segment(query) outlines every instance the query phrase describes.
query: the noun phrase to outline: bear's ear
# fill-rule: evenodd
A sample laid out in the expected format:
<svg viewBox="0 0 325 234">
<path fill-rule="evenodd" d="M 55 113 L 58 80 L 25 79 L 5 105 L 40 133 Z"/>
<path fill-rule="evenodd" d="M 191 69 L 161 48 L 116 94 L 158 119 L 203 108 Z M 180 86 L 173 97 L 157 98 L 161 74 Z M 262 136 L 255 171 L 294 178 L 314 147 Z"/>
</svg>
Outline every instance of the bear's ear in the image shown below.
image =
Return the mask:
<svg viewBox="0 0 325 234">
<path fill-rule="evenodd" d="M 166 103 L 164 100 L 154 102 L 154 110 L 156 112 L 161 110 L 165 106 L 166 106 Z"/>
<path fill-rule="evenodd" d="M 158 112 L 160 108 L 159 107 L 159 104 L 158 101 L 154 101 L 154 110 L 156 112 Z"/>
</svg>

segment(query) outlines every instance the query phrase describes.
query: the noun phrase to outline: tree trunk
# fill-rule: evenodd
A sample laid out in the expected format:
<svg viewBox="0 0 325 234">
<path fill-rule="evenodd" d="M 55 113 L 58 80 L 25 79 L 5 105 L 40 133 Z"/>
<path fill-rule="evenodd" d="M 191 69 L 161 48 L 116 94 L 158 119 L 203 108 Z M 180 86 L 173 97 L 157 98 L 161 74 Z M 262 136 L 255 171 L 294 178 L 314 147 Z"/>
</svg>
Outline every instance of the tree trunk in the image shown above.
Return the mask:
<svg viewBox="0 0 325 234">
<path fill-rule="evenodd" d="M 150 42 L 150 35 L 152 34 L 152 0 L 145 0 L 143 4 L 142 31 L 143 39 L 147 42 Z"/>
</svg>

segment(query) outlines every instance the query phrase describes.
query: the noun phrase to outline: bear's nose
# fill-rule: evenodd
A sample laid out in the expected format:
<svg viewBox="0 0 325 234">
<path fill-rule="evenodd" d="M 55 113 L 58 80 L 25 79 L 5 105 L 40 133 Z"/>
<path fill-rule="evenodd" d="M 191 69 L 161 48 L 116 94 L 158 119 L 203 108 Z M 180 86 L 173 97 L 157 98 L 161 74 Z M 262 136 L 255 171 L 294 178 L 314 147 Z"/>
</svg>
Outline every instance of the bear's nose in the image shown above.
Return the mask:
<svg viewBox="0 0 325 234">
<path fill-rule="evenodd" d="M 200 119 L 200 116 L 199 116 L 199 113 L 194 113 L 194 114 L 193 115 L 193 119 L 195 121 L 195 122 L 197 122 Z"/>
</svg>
+===+
WHAT YOU ARE ASKED TO DO: Which lines in the entries above contain the string "shown"? Pull out each such line, counting a match only when the capitalization is the same.

FINAL ANSWER:
Outline every instance of the bear's ear in the image shown below.
Outline every instance of the tree trunk in the image shown above.
Outline every instance of the bear's nose in the image shown above.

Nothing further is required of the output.